= Required action =
Set down all of the entries precisely as they were written.

= Dataset records =
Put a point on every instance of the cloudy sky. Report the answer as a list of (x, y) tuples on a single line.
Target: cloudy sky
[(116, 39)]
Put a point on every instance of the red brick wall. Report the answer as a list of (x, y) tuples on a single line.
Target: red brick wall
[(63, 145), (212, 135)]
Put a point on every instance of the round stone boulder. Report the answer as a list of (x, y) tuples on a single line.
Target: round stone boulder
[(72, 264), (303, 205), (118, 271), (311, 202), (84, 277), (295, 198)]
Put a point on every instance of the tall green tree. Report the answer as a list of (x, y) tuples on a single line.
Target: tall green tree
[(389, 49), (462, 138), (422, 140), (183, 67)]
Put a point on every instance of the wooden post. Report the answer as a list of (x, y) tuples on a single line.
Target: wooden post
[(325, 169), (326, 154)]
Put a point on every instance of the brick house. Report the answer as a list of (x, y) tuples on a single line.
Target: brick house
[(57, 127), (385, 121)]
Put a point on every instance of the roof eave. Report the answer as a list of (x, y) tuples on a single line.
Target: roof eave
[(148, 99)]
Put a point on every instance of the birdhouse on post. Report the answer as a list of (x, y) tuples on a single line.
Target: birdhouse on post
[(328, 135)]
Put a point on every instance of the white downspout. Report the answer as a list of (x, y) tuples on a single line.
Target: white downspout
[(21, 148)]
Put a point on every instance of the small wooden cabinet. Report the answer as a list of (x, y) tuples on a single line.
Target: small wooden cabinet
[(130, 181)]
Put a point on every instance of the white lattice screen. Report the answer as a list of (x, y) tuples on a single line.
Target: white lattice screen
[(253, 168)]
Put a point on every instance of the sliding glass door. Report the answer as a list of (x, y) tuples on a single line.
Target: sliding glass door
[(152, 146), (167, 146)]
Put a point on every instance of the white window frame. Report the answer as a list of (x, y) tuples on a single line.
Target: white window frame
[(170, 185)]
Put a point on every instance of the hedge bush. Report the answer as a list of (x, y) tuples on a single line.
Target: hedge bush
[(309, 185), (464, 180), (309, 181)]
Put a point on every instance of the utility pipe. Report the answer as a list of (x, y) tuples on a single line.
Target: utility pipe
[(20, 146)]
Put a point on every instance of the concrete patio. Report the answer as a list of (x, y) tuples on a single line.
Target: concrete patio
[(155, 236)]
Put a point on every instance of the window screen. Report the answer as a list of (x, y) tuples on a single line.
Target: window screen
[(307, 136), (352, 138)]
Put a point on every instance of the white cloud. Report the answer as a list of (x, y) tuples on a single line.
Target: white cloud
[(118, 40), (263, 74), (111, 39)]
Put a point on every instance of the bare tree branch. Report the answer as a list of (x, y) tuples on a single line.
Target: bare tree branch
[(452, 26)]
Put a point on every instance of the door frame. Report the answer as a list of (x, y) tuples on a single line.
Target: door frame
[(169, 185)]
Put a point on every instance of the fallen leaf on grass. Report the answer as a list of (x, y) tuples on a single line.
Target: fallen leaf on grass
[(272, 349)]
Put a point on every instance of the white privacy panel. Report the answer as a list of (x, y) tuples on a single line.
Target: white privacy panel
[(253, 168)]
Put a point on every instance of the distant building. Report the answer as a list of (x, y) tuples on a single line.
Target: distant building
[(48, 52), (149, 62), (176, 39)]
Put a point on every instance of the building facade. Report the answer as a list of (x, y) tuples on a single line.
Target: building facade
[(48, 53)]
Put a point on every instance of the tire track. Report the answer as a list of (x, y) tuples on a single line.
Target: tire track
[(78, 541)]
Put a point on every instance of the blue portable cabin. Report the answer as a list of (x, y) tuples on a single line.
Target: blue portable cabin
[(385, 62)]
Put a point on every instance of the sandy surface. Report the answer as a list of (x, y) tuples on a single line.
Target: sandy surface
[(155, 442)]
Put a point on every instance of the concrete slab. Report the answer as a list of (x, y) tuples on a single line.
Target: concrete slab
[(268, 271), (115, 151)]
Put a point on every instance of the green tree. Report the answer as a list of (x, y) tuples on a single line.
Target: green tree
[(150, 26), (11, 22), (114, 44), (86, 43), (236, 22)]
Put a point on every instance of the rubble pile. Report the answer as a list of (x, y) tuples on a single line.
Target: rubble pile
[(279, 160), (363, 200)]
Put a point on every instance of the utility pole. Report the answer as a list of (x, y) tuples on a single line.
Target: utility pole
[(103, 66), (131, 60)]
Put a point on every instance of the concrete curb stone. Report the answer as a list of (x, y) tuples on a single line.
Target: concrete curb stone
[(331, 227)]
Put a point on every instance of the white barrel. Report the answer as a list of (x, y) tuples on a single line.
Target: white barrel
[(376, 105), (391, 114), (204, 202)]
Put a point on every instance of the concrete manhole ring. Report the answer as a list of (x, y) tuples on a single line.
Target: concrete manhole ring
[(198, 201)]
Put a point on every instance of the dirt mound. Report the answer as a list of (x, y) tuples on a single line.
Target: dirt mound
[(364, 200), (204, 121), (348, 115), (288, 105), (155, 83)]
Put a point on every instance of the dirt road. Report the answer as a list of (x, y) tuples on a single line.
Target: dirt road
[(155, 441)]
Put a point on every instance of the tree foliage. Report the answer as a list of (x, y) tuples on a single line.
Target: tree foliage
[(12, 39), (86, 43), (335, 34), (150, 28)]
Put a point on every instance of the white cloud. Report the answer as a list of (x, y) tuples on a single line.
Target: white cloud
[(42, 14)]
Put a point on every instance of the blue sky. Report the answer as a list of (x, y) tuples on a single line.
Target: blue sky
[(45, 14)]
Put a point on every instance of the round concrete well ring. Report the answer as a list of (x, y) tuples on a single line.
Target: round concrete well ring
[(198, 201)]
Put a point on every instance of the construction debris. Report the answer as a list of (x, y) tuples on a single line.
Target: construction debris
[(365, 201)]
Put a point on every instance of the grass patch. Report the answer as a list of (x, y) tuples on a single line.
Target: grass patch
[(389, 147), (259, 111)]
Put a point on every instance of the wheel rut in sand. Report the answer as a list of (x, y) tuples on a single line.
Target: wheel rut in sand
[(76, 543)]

= Solution =
Put a point on every instance of the cloudy sky. Report the answer as a list of (x, y) tuples on a single line.
Target: cloudy sky
[(116, 39)]
Put a point on every instance of the red brick wall. Report the answer as a list of (x, y) tuples on a single line.
Target: red brick wall
[(63, 145), (212, 135)]
Put a point on every instance of the round stone boulder. Report the answer as a list of (x, y) tuples on a single line.
Target: round stone boulder
[(72, 264), (303, 205), (118, 271), (311, 202), (84, 277), (295, 198)]
Put a point on every instance of the tall green tree. Report the answer as a list of (x, y) tuples on a single line.
Target: tall green tree
[(389, 49), (462, 138), (422, 140), (183, 67)]
Put a point on every instance of the wooden post. Report the answer as a list of (x, y) tuples on a single line.
Target: wooden post
[(325, 169), (326, 154)]
Put a point on every instance of the brick house. Report the answer as a list of (x, y) tuples on a single line.
Target: brick house
[(57, 127), (385, 121)]
Put a point on every instance of the roof eave. Report the answer as a list of (x, y) tuples on a single line.
Target: roof eave
[(148, 99)]
Put a point on every instance of the birdhouse on post. Report the answer as a list of (x, y) tuples on a single line.
Target: birdhouse on post
[(328, 135)]
Put a point on every instance of the white downspout. Report the answer as a list of (x, y) tuples on a single line.
Target: white downspout
[(21, 148)]
Put a point on every instance of the small wooden cabinet. Report the answer as a list of (x, y) tuples on a single line.
Target: small wooden cabinet
[(130, 181)]
Put a point on every instance of the white lattice screen. Report the answer as a list of (x, y) tuples on a single line.
Target: white lattice screen
[(253, 168)]
Put a point on every instance of the sliding glass door. Report the answer as a list of (x, y) tuples on a single line.
Target: sliding glass door
[(152, 146), (167, 146)]
Put a point on every instance of the white window frame. Report the answer as a list of (x, y) tuples on a single line.
Target: white window frame
[(170, 185)]
Put a point on every instance of the hedge bush. Report the answer as a list of (x, y) tuples on a single line.
Target: hedge bush
[(309, 185), (464, 180), (309, 181)]
Put a point on every instance of the utility pipe. Report the answer as a list of (x, y) tuples on a single line.
Target: utility pipe
[(20, 146)]
Put a point on every instance of the concrete patio. Report the answer as a list of (x, y) tuples on a single line.
Target: concrete patio
[(155, 236)]
Put a point on every instance of the window screen. Report the answer as a list of (x, y) tuples on a single line.
Target: window screen
[(307, 136), (352, 138)]
Put a point on every instance of the white cloud. Report the answer as a list of (x, y) tuples on a single line.
Target: white cloud
[(118, 40), (263, 74), (111, 39)]
Put a point on every instance of the bare tree branch. Report the answer as a list of (x, y) tuples on a single line.
Target: bare tree branch
[(452, 26)]
Put a point on every instance of the door frame. Report the answer as a list of (x, y) tuples on a single line.
Target: door frame
[(169, 185)]
Put a point on every instance of the fallen leaf on grass. Report the answer as a list of (x, y) tuples on a single line.
Target: fallen leaf on grass
[(272, 349)]
Put a point on every instance of the white privacy panel. Report the answer as a list of (x, y) tuples on a single line.
Target: white privacy panel
[(253, 168)]
Put a point on every instance of the distant building. Report the answer as a list of (x, y) tuples on a single line.
Target: distant building
[(48, 52), (149, 62), (176, 39)]
Put a point on every instance of the building facade. Report the answer as a list of (x, y) tuples on a single line.
Target: building facade
[(48, 53)]
Put a point on every instance of the tire track. Report the answer as a list of (x, y) tuples on a single line.
Target: tire track
[(78, 541)]
Put a point on every instance of the blue portable cabin. Report the answer as a list of (x, y) tuples on a single line.
Target: blue portable cabin
[(385, 62)]
Put a point on every instance of the sandy surface. Report the answer as a list of (x, y) tuples on a single line.
Target: sandy surface
[(155, 442)]
Put a point on every instance of the concrete slab. Report the answer as a list of (x, y) tuples on a single line.
Target: concrete slab
[(268, 271), (115, 151)]
Put a point on every instance of the green tree. Report the answer as a list of (x, y) tuples on a single line.
Target: green tree
[(150, 26), (11, 22), (114, 44), (86, 43), (236, 22)]
Put a point on every instance of the rubble pile. Report the answer as a list of (x, y) tuples on a single line.
Target: rubble pile
[(279, 160), (363, 200)]
Put a point on every instance of the utility pole. Report the answer as a list of (x, y) tuples on a single line.
Target: utility pole
[(103, 66), (131, 60)]
Put a point on every instance of the concrete curb stone. Report the answer as a list of (x, y) tuples on a single line.
Target: concrete curb stone
[(331, 227)]
Put a point on every instance of the white barrel. Report the answer as a list of (x, y) tuples on a single line.
Target: white barrel
[(376, 105), (391, 114), (204, 202)]
Put a point on every instance of the concrete manhole ring. Report the answer as a list of (x, y) tuples on a single line.
Target: concrete manhole ring
[(198, 201)]
Put a point on every instance of the dirt mound. Report the answer as a list of (x, y) tuples on a single line.
Target: dirt mound
[(364, 200), (204, 121), (348, 115), (288, 105), (155, 83)]
Put a point on every instance of the dirt road. Report the answer as a list of (x, y) tuples on a single line.
Target: dirt road
[(155, 441)]
Put a point on every instance of the tree foliage. Report the answer as a list of (x, y) tuples on a single line.
Target: tree foliage
[(12, 39), (86, 43), (335, 34), (150, 28)]
Put a point on every instance of the white cloud. Report the answer as a list of (x, y) tuples on a single line.
Target: white cloud
[(42, 14)]
Put a point on every instance of the blue sky. Report the answer as a list of (x, y) tuples on a single line.
Target: blue sky
[(45, 14)]
Put a point on every instance of the round concrete well ring. Report the answer as a list of (x, y) tuples on a single line.
Target: round concrete well ring
[(198, 201)]
Put a point on every instance of the construction debris. Report the answer as a list of (x, y) tuples on a single line.
Target: construction debris
[(365, 201)]
Put a point on every instance of the grass patch. Report the answer as a list of (x, y) tuples on a single line.
Target: grass patch
[(389, 147), (259, 111)]
Put a point on every instance of the wheel rut in sand. Report the answer as a list of (x, y) tuples on a single line.
Target: wheel rut in sand
[(76, 543)]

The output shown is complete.